┌────────

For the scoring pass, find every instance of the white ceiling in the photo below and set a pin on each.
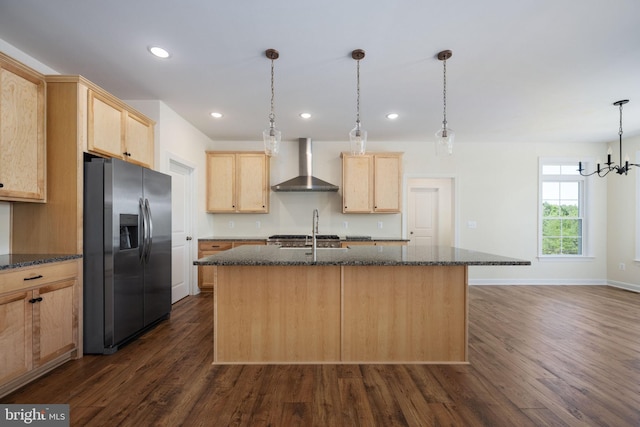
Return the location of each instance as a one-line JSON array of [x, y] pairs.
[[525, 70]]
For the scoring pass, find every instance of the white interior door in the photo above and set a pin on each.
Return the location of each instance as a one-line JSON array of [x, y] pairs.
[[423, 216], [181, 233], [430, 212]]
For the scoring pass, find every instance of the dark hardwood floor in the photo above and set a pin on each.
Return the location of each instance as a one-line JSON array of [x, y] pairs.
[[539, 356]]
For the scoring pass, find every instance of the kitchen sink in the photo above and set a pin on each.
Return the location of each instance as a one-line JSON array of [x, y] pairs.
[[308, 249]]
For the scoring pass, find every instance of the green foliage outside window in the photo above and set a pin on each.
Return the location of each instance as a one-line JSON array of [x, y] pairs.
[[561, 230]]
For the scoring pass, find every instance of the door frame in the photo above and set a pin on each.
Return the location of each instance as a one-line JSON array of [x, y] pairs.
[[173, 158], [454, 201]]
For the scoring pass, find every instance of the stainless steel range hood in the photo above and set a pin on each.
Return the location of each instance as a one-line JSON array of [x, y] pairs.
[[305, 181]]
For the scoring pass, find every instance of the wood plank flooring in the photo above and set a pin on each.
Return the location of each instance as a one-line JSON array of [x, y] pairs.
[[539, 356]]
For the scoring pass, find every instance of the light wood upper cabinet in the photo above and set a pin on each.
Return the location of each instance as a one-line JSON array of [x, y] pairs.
[[22, 133], [81, 118], [387, 181], [357, 184], [139, 144], [371, 183], [115, 131], [237, 182]]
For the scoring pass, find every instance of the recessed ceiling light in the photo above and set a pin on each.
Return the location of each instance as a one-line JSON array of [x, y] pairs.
[[159, 52]]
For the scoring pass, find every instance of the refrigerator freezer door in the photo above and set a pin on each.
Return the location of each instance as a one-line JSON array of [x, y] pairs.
[[157, 266], [123, 269]]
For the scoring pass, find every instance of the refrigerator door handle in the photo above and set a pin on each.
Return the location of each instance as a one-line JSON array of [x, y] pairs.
[[149, 242], [143, 224]]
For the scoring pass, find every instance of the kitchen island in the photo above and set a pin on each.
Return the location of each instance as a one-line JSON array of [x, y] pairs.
[[363, 304]]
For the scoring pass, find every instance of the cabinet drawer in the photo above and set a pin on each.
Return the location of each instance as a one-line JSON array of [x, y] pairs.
[[31, 277]]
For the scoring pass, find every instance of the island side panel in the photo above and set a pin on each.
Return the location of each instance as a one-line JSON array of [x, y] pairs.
[[276, 314], [405, 314]]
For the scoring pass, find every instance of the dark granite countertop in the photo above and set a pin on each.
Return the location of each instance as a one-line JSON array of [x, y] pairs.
[[231, 238], [9, 261], [356, 255], [263, 238]]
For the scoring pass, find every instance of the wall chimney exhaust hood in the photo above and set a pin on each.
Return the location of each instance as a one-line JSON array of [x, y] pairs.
[[305, 181]]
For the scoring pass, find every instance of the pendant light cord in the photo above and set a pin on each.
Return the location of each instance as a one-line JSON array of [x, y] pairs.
[[358, 93], [444, 93], [620, 133], [272, 115]]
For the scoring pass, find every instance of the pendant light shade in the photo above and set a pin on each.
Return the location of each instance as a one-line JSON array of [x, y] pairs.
[[272, 136], [444, 136], [358, 136]]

└────────

* [Short task]
Copy out all of the data above, swapping "scoring pass" for "review pass" wherever it occurs and keeping everything else the same. Omit the pictures from your copy.

* [Exercise answer]
For the review pass, find every instance of the white ceiling in the photo below and set a pin on each.
Return the location of each instance as a one-line JSON array of [x, y] pairs.
[[525, 70]]
For the review pass, find every instance of the white interior door in the photo above and set a pin on each.
Return the location of each instance as a one-line JSON array of [x, y] pairs.
[[423, 216], [181, 233], [430, 212]]
For the review pass, find every instance of the dark hardwood floor in the photo above and set a pin on each.
Return the location of each instance as a one-line JSON array of [x, y] pairs.
[[539, 356]]
For the review pass, find every instance of the kitchen sink in the photo above and set a pin on each.
Return the location of each instance as a one-line JSON array of [x, y] pairs.
[[308, 249]]
For the review pass, find every instance of the green foliage outside window in the photo above and set a pin on each.
Return the location of each instance as a one-line JSON array of [x, y] pairs.
[[561, 230]]
For the review pass, find every instance of the door frame in the photo above and set a pin on each.
Return the location of each instance as a one-line JSON array of [x, y] pairs.
[[173, 158], [454, 201]]
For the review pass, find every instance of the stainless steel range hood in the photo above and set a pin on each.
Return the location of each instance as a one-line JSON array of [x, y] pairs.
[[305, 181]]
For the review pass, find every instance of the wood plank flooring in the photo above and set a pin on each.
Return the location of each instance as a one-line JSON array of [x, y] pairs.
[[539, 356]]
For the review pass, find every instance of the light wood upper cabinet in the photo above and set a pin on each.
Return the location of each instance as a one-line JSON array of [x, y] pairs.
[[22, 133], [81, 118], [387, 181], [357, 184], [139, 144], [371, 183], [115, 131], [237, 182]]
For the review pass, find every instance of the recessed ceiling light in the photo above and set a pin on each.
Return the location of each instance as a one-line JSON array of [x, y] pairs.
[[159, 52]]
For the review pass, find every instance of the refrigerator freezer door in the photo above and set a pin on each.
Return the location of each instance as a one-line JSON array of [x, y] pairs.
[[157, 266], [123, 269]]
For the review pass, find every instance of the refrigerator door handle in the photo above and set a pin on each.
Return the location of each instance as a one-line JSON array of [x, y] pairs.
[[149, 242], [143, 224]]
For the review pass, find every instance of the kitchen island in the photo above and set a pin on each.
Return the location of each instance as a one-line JSON array of [x, y] pairs.
[[363, 304]]
For the review pass, find every instance of the cabinet drawer in the photo above and set a pin on each.
Return the location of each instance as a one-line JSON array of [x, y] pairs.
[[31, 277]]
For the review pass, find every instance of the island side panel in the photo above and set a pin on each.
Return the location of each instance as a one-line JSON array of [x, y] pairs.
[[276, 314], [405, 314]]
For the review pass, find every instance of the dark granite countertop in the photo above and set a pin on each.
Return the location of each instance as a one-line JSON array of [x, y] pairs.
[[231, 238], [9, 261], [356, 255], [263, 238]]
For the review pass, find every instance of the wall chimney exhaust hood in the photo above and set a pin on each.
Return the location of each instance as a one-line JSON array of [x, y] pairs.
[[305, 181]]
For the review pass, find every instance of the pendant light cord in the photo above and set a pin on each.
Return the location of each instance as a one-line JSON array of [x, y] pairs.
[[358, 93], [444, 93], [620, 133], [272, 115]]
For the review pass, find every instance of the pendant light shade in the photo above and set a pin on each.
Return the location of each instance as a one-line JSON array of [x, y] pairs.
[[272, 136], [444, 136], [358, 136]]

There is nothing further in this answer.